## Text segment
● ● ●

In Juan Rulfo’s 1955 Mexican novel Pedro Paramo, the protagonist Juan Preciado embarks on a quest to find his estranged father in the fictional town of Comala. To his surprise, he discovers that Comala is a town inhabited by the dead and his father, Pedro Paramo, died many years ago. The ghost town echoes with murmurs and voices that fill an otherwise empty space, each with a story to tell.
The dreamlike novel, which the Colombian writer Gabriel Garcia Marquez had memorised and also influenced his celebrated book One Hundred Years of Solitude, became a foundational work of magical realism and non-linear storytelling in Latin American literature.
Upon entering an abandoned building in Delhi’s Okhla to watch the play The Money Opera by director Amitesh Grover, this correspondent felt as if he had entered Grover’s very own Comala, where the characters were breathing with life and stories to tell.

● ● ●

## Information given
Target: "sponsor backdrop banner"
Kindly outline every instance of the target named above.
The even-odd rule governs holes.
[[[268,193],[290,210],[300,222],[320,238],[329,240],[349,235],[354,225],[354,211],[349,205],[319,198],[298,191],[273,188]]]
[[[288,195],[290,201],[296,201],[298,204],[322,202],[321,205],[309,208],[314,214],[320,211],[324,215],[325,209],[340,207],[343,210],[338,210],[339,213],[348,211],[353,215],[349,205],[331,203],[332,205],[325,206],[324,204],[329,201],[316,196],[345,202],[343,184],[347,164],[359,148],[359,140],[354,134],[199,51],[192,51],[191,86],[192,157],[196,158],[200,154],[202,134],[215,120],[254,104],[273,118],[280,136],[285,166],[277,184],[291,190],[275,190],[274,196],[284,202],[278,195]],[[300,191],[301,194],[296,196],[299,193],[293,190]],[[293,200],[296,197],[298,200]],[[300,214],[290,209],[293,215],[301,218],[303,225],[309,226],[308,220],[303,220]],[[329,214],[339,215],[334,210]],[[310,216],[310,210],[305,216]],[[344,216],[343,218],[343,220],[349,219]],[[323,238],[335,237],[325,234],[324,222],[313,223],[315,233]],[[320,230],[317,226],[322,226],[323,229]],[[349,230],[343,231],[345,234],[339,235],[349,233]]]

● ● ●

## Study questions
[1] Retype the passage of the article on The Money Opera that opens with the words containing "The dreamlike novel, which" and closes with "Latin American literature.".
[2] Extend the article on The Money Opera, beginning directly after its last sentence.

## Exercise responses
[1]
The dreamlike novel, which the Colombian writer Gabriel Garcia Marquez had memorised and also influenced his celebrated book One Hundred Years of Solitude, became a foundational work of magical realism and non-linear storytelling in Latin American literature.

[2]
Written by Sarah Mariam and commissioned by Serendipity Arts Foundation, The Money Opera is special in many ways. It is what Grover calls an “immersive theatre experience,” where the audience holds the power to choose the performance they desire to watch. The play is also a political statement, a multi-layered critique of capitalism, where the story of each character has money as an underlying factor.
It takes place in ‘The Unnamed Building’ where every performance unfolds simultaneously within the decrepit walls of each room. The characters blend in with the crowd, and lure them to walk into the lived spaces of their world, where they tell stories of survival and triumph.
The audience can chase after the characters, enjoy wordless scenes, or linger alone in their room, reading letters and listening to songs.
The show, according to Grover, is directed in a way that several possibilities of viewing and experiencing emerge for the audience.
“There are several characters in the building who tell stories, but there isn’t a ‘totalising’ narrative in the show,” he says.
“There is an inner absurdity to this world. I want the audience to find the characters in the building familiar, before it all becomes unfamiliar, macabre, alien, and eerie.”
Bewildering tales of despair, tenderness, greed, desire, dreams, and defeat are performed against the assault of money, which dictates the life of each individual. The characters inhabiting the building come from varied spectrums of socio-cultural backgrounds and feature a mix of professional actors and real-life performers.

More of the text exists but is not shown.